--- begin Extract to read ---

To achieve the LSI Value Maximization Result, the LSI Parties have requested that the holders and beneficial owners of the Notes party hereto (collectively, the “Holders”)
forbear from exercising certain rights, remedies, powers, privileges and defenses under the Indenture and the other Notes Documents (including, for the avoidance of doubt, the right to accelerate the obligations under the Indenture) solely with
respect to the LSI Parties, for the period of time set forth herein and subject to the terms and conditions hereof, with respect to the occurrence of any Events of Default under the Indenture.
To achieve the LSI Value Maximization Result, the Holders are willing to, for the period of time set forth herein and subject to the terms and conditions hereof (i) forbear from, and refrain from
instructing the Agent to engage in, exercising certain rights, remedies, powers, privileges and defenses under the Indenture and the other Notes Documents solely with respect to the LSI Parties with respect to the occurrence of any Event of Default
under the Indenture and (ii) support the LSI Sale Transaction and the Chapter 11 Cases contemplated by the terms hereof. In consideration of the foregoing and for other good and valuable consideration, the receipt and sufficiency of which is hereby
acknowledged, the LSI Parties, and the Holders hereby agree as follows:
Section 1. Definitions and Rules of Interpretation. Except as otherwise defined in this Agreement, terms defined in the Indenture are used herein as defined therein. For purposes of this
Agreement, the following terms shall have the following meanings:
1.01. Defined Terms.
“13-Week Forecast” means the 13-week cash flow forecast most recently delivered by the LSI Parties as contemplated by the terms of Section
3.05.
“Bankruptcy Court” means the United States Bankruptcy Court for the Southern District of Texas, Houston Division.
“Cash Collateral Order” means the cash collateral order in form and substance reasonably satisfactory to the Requisite Holders.
“Claim” has the meaning specified in Section 8.

--- end Extract to read ---

*Job a:* Reproduce the forbearance agreement excerpt word for word, in full.

--- begin Given data ---

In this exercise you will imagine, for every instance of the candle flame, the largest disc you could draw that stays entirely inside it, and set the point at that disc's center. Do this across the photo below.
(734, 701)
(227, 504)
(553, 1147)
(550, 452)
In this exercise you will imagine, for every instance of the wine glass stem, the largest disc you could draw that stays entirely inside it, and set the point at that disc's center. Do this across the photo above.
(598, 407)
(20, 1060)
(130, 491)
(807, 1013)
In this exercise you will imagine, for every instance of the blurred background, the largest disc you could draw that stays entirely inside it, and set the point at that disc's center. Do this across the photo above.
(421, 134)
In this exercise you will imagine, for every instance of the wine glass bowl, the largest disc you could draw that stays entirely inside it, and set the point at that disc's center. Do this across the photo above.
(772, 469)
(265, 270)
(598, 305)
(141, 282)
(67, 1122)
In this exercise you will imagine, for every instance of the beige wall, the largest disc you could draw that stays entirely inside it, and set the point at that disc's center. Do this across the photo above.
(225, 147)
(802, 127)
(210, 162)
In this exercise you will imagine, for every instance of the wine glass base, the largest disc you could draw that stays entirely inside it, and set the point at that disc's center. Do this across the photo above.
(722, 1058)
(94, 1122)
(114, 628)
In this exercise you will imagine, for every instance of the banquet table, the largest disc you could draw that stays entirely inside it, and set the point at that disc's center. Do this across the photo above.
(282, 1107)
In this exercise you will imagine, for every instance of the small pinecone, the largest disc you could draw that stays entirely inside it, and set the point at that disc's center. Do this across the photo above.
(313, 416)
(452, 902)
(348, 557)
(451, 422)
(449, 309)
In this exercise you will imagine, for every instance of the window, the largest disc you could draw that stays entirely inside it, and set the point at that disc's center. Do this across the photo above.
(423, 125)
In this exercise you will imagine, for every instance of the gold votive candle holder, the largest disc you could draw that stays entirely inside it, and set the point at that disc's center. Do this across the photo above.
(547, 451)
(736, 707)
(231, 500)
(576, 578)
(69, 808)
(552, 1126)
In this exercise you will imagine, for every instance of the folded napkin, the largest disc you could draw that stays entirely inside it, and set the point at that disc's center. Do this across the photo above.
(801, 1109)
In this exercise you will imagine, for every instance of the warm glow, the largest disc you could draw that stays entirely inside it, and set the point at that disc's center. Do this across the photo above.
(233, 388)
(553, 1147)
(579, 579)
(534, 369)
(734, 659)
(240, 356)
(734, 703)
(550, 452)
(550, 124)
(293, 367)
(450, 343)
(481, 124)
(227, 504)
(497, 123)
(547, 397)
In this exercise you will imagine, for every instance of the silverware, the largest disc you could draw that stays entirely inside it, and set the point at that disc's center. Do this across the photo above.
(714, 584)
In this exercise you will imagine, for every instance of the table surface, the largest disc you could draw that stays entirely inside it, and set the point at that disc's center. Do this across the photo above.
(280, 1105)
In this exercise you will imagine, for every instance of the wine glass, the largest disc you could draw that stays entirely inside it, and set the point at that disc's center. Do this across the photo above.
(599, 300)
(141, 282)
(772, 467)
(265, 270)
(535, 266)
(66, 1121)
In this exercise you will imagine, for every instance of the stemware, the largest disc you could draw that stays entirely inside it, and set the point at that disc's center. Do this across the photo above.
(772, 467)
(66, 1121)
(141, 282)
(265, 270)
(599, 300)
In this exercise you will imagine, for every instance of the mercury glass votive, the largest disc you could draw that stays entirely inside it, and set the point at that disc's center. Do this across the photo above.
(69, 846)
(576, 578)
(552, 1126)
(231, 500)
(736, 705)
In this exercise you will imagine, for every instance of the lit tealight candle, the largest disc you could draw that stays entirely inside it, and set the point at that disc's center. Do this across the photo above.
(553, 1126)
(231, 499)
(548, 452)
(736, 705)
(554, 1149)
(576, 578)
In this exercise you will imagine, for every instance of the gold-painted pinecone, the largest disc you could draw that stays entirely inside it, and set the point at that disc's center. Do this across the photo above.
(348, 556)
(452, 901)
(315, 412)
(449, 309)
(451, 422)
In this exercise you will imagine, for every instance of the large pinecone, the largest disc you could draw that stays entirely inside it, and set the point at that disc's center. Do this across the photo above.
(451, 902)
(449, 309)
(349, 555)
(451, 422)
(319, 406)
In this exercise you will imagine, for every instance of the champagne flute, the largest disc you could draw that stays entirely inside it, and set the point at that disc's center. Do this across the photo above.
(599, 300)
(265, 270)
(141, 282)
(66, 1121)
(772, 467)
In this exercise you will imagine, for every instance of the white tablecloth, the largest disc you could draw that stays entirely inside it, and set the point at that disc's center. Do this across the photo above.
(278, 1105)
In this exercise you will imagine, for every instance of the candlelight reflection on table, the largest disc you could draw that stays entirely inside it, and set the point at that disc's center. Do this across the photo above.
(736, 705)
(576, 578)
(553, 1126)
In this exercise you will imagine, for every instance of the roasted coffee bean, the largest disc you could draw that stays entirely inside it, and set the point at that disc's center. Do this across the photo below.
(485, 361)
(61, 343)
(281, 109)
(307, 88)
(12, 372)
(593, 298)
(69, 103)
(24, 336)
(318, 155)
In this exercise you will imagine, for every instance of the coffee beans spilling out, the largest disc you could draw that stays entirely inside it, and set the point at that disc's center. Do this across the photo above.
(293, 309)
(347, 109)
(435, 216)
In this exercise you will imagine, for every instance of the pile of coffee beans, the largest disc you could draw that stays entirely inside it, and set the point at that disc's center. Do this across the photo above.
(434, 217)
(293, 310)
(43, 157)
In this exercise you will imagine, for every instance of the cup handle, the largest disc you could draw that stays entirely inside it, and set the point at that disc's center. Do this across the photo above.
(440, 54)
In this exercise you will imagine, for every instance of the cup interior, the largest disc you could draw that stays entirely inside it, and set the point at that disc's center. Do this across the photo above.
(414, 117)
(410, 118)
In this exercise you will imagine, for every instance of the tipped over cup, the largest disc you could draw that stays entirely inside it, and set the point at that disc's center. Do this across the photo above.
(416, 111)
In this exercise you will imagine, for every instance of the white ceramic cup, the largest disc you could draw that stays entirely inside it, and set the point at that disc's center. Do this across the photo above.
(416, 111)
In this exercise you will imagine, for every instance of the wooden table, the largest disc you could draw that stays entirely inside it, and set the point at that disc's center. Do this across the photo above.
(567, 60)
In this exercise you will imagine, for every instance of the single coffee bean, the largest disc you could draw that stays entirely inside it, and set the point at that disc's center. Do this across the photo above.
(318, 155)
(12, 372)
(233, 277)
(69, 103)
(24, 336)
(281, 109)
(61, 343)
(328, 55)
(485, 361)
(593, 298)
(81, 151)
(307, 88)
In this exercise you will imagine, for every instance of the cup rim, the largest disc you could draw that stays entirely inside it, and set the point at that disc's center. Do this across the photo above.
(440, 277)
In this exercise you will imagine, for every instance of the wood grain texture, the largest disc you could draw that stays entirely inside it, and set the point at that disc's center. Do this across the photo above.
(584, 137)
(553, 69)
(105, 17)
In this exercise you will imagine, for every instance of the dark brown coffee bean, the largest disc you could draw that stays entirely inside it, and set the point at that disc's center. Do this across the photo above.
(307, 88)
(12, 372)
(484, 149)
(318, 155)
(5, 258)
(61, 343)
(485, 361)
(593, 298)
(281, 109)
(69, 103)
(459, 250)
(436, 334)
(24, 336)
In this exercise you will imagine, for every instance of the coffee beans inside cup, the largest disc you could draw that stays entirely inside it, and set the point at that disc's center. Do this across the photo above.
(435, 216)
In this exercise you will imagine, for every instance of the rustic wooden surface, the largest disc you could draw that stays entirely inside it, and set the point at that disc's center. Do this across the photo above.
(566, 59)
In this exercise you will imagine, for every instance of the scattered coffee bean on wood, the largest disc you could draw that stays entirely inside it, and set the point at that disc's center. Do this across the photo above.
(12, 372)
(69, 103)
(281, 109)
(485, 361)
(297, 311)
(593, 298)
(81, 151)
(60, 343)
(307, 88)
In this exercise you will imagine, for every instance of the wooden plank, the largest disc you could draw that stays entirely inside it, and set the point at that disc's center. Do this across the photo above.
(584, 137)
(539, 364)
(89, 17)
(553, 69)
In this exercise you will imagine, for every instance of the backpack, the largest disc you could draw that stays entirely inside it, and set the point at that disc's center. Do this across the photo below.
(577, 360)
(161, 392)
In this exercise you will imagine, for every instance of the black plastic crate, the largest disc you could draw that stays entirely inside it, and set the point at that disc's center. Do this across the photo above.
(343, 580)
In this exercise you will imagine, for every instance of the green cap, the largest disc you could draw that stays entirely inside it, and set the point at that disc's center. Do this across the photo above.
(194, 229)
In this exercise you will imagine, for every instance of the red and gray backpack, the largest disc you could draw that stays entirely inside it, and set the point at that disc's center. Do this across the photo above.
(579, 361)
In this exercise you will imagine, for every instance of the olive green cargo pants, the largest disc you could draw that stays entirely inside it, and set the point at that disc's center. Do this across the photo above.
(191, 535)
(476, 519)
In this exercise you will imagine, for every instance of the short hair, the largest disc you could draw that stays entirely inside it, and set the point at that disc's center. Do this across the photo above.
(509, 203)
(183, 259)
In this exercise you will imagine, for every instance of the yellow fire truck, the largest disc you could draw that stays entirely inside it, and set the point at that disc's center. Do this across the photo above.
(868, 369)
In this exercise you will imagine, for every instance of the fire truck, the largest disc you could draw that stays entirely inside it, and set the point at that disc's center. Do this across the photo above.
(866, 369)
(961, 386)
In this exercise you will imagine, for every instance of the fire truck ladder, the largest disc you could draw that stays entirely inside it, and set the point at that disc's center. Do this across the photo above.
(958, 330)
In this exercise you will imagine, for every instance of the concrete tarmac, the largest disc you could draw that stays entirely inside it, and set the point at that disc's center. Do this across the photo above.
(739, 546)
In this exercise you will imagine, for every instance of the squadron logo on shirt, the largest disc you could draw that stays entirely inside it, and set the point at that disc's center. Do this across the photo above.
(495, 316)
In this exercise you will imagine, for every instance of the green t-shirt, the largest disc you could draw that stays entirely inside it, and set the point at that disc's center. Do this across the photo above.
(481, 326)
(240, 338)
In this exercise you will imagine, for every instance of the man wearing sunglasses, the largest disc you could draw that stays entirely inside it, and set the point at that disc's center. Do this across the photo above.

--- end Given data ---

*Job b:* Rewrite the entries from the very first line through the line containing "(807, 1013)", including that line, with "candle flame" replaced by "lit wick" and everything else left unchanged.

*Full response a:*
To achieve the LSI Value Maximization Result, the LSI Parties have requested that the holders and beneficial owners of the Notes party hereto (collectively, the “Holders”)
forbear from exercising certain rights, remedies, powers, privileges and defenses under the Indenture and the other Notes Documents (including, for the avoidance of doubt, the right to accelerate the obligations under the Indenture) solely with
respect to the LSI Parties, for the period of time set forth herein and subject to the terms and conditions hereof, with respect to the occurrence of any Events of Default under the Indenture.
To achieve the LSI Value Maximization Result, the Holders are willing to, for the period of time set forth herein and subject to the terms and conditions hereof (i) forbear from, and refrain from
instructing the Agent to engage in, exercising certain rights, remedies, powers, privileges and defenses under the Indenture and the other Notes Documents solely with respect to the LSI Parties with respect to the occurrence of any Event of Default
under the Indenture and (ii) support the LSI Sale Transaction and the Chapter 11 Cases contemplated by the terms hereof. In consideration of the foregoing and for other good and valuable consideration, the receipt and sufficiency of which is hereby
acknowledged, the LSI Parties, and the Holders hereby agree as follows:
Section 1. Definitions and Rules of Interpretation. Except as otherwise defined in this Agreement, terms defined in the Indenture are used herein as defined therein. For purposes of this
Agreement, the following terms shall have the following meanings:
1.01. Defined Terms.
“13-Week Forecast” means the 13-week cash flow forecast most recently delivered by the LSI Parties as contemplated by the terms of Section
3.05.
“Bankruptcy Court” means the United States Bankruptcy Court for the Southern District of Texas, Houston Division.
“Cash Collateral Order” means the cash collateral order in form and substance reasonably satisfactory to the Requisite Holders.
“Claim” has the meaning specified in Section 8.

*Full response b:*
In this exercise you will imagine, for every instance of the lit wick, the largest disc you could draw that stays entirely inside it, and set the point at that disc's center. Do this across the photo below.
(734, 701)
(227, 504)
(553, 1147)
(550, 452)
In this exercise you will imagine, for every instance of the wine glass stem, the largest disc you could draw that stays entirely inside it, and set the point at that disc's center. Do this across the photo above.
(598, 407)
(20, 1060)
(130, 491)
(807, 1013)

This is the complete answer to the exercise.